[[ Material supplied open ]]
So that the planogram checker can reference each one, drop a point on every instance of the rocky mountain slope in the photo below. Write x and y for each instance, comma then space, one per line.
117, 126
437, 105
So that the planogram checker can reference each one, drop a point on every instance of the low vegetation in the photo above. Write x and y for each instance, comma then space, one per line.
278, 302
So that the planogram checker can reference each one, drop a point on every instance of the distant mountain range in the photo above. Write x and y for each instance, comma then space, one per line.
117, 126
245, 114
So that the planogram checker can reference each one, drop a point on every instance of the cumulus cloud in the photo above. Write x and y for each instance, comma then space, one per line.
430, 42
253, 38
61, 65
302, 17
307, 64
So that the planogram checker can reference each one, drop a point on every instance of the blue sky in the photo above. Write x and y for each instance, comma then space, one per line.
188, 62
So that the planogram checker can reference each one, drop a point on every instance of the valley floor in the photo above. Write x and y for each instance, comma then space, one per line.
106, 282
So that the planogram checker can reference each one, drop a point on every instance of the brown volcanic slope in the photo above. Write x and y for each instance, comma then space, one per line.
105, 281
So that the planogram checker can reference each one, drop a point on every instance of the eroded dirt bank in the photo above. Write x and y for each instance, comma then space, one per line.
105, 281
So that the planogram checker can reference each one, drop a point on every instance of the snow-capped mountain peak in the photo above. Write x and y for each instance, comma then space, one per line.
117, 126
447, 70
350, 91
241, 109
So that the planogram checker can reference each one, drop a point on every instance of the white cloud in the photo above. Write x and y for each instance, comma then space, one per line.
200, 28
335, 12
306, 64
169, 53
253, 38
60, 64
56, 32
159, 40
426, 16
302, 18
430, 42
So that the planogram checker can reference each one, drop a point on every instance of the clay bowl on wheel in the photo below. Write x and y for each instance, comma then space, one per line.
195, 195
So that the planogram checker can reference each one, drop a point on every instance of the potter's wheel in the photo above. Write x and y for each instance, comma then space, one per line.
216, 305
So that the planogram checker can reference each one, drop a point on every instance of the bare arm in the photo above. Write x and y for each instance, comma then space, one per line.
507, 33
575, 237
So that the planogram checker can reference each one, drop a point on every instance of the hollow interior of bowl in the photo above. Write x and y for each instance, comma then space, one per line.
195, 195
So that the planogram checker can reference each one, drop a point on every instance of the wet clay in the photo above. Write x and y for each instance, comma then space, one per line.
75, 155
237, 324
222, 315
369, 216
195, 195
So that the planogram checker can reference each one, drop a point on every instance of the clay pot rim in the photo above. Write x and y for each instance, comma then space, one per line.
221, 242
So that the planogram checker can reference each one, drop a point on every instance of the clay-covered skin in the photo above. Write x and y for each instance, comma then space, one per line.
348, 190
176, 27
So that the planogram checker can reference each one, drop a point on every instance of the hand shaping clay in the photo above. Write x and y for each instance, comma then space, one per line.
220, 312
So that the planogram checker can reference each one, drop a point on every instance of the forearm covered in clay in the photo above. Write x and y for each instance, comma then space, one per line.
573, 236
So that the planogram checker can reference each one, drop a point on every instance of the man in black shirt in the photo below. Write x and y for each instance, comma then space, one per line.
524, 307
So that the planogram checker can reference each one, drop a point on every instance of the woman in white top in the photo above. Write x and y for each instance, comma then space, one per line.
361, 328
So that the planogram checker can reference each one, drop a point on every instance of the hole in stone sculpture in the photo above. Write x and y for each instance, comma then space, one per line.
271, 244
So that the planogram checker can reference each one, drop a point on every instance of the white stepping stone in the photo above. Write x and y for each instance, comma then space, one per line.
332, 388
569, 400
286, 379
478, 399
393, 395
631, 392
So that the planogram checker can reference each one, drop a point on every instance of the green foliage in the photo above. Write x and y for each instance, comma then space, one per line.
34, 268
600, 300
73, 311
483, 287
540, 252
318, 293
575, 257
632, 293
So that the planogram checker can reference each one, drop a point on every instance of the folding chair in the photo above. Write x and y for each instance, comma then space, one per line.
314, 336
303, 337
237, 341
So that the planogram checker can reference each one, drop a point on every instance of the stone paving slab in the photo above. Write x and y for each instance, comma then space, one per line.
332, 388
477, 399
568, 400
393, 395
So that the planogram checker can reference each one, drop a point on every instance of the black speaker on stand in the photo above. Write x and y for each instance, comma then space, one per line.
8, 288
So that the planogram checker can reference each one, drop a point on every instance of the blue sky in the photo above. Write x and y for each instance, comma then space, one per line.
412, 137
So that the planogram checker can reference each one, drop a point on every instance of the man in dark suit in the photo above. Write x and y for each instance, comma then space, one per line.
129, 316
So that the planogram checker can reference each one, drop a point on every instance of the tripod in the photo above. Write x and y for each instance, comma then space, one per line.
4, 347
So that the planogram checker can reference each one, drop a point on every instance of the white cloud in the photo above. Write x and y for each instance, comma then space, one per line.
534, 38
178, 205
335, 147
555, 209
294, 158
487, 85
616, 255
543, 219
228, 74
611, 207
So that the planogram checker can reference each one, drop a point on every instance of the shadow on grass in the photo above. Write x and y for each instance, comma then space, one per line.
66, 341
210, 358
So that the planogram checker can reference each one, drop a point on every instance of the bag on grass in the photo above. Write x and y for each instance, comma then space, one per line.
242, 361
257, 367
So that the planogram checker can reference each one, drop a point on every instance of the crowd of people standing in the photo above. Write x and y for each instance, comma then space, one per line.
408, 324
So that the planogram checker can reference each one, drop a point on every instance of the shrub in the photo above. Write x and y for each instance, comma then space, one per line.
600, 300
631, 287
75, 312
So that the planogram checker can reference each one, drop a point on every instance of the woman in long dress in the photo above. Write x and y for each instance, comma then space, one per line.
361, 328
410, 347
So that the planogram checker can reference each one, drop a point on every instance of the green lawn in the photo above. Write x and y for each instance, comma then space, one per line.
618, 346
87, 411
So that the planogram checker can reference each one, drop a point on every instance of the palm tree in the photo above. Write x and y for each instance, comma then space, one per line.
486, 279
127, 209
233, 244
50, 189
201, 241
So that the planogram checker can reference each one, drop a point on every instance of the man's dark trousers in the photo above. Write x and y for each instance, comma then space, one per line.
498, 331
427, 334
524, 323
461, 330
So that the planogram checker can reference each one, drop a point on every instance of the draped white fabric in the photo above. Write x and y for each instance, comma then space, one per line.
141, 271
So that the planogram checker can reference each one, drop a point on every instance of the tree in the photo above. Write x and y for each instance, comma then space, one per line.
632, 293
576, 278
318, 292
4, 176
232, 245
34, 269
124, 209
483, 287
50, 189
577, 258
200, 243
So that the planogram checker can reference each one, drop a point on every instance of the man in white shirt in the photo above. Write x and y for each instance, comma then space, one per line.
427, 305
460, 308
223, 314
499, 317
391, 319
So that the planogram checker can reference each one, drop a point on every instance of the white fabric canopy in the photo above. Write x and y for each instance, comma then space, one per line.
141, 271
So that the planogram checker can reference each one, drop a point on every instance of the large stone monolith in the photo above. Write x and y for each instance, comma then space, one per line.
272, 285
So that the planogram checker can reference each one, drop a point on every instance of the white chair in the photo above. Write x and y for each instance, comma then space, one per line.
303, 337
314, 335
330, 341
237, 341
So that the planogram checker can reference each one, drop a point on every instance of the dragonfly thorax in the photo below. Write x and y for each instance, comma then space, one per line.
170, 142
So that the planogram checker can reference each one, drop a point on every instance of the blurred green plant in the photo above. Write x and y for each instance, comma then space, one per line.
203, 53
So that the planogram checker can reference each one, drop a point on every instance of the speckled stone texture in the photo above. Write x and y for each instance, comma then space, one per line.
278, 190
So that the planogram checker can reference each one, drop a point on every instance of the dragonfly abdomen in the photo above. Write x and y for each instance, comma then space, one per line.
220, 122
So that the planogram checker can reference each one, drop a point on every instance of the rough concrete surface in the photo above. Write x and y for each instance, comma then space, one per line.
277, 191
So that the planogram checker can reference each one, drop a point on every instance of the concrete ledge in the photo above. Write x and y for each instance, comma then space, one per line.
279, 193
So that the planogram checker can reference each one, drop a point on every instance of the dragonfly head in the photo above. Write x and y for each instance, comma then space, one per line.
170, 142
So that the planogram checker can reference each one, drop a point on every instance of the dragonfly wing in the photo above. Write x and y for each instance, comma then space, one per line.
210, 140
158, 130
[[ Material supplied closed ]]
**Exercise directions**. From the line containing "the dragonfly wing" down to the last line of the data, transcribe every line exactly; nothing else should appear.

**Written solution**.
So that the planogram checker can reference each one, drop a point on every instance of the dragonfly wing in the photo above. Write x and y for each instance, comma then space, one per line.
210, 140
158, 130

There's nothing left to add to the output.